Goal a
Copy the extracted data entries word for word, beginning at the line that contains "of the delta" and continuing through the final line of the entries.

Passage provided

══════════

From the author of Timequake, this "irresistible" novel (Cleveland Plain Dealer) tells the story of Eugene Debs Hartke-Vietnam veteran, jazz pianist, college professor, and prognosticator of the apocalypse. It's "Vonnegut's best novel in years-funny and prophetic...something special." (The Nation)

A small, exclusive college in upstate New York is nestled along the frozen shores of Lake Mohiga . . . and directly across from a maximum-security prison. The two institutions manage to coexist peacefully, until 10,000 prisoners break out and head directly for the college. "Sharp-toothed satire . . . absurd humor."--San Francisco Chronicle.

Synopsis

Hocus Pocus is the fictional autobiography of a West Point graduate who was in charge of the humiliating evacuation of U.S. personnel from the Saigon rooftops at the close of the Vietnam War. Returning home from the war, he unknowingly fathered an illegitimate son. In 2001, the son begins a search for his father and catches up with him just in time to see him arrested for masterminding the prison break of 10,000 convicts.

Using his famous brand of satire and wit, Vonnegut captures twenty-first century America as only he could foresee it. In Hocus Pocus, listeners will find a fresh novel, as fascinating and brilliantly offbeat as anything he's written.

══════════

Extracted data entries:
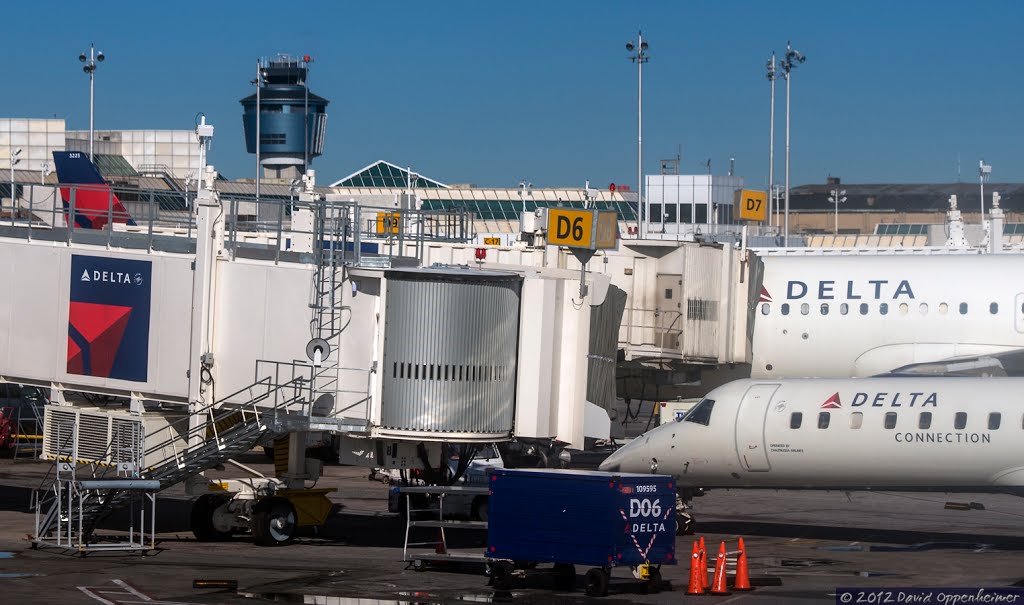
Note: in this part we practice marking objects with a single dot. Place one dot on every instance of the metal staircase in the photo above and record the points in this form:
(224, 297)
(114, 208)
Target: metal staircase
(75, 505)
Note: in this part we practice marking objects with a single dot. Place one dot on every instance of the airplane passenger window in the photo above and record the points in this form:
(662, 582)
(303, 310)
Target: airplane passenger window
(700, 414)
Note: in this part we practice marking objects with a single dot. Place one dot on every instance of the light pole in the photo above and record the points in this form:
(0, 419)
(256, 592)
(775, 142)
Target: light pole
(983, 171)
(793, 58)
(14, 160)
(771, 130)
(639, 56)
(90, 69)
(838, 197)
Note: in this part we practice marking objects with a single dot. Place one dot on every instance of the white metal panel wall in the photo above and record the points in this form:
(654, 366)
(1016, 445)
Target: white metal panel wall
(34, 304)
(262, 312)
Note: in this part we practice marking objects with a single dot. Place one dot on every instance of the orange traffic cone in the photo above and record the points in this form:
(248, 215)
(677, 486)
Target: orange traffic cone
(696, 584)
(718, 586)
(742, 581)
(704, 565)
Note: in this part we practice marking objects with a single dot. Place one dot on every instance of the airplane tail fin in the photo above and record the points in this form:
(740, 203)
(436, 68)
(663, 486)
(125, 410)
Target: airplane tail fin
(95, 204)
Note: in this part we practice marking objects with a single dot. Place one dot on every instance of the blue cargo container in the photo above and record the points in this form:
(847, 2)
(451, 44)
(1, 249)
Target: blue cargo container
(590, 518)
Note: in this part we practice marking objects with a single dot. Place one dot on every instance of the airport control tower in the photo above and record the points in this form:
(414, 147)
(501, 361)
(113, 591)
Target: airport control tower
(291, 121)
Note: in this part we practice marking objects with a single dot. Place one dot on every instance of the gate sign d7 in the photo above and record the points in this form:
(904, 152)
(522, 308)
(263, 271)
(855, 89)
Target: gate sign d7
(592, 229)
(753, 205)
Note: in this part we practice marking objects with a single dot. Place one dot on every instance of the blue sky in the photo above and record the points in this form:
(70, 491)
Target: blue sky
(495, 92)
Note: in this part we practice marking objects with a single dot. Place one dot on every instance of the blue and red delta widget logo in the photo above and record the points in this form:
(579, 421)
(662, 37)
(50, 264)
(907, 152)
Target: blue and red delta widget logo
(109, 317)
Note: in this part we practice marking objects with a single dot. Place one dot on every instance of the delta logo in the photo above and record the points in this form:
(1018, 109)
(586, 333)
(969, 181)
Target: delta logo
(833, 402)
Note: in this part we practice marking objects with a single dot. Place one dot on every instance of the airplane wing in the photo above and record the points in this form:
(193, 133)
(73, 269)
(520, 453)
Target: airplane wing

══════════

Goal b
Answer these questions about the book description:
(i) What stands directly across the lake from the college?
(ii) How many prisoners break out?
(iii) In what year does the son begin searching for his father?

Full answer a
Note: in this part we practice marking objects with a single dot. Place one dot on every instance of the delta logo in the photo above and record the points in this form:
(1018, 109)
(586, 333)
(969, 181)
Target: delta logo
(833, 402)
Note: in this part we practice marking objects with a single dot. Place one dot on every instance of the airplane wing in the photo above and record the points in this form:
(193, 133)
(73, 269)
(520, 453)
Target: airplane wing

Full answer b
(i) A maximum-security prison
(ii) 10,000
(iii) 2001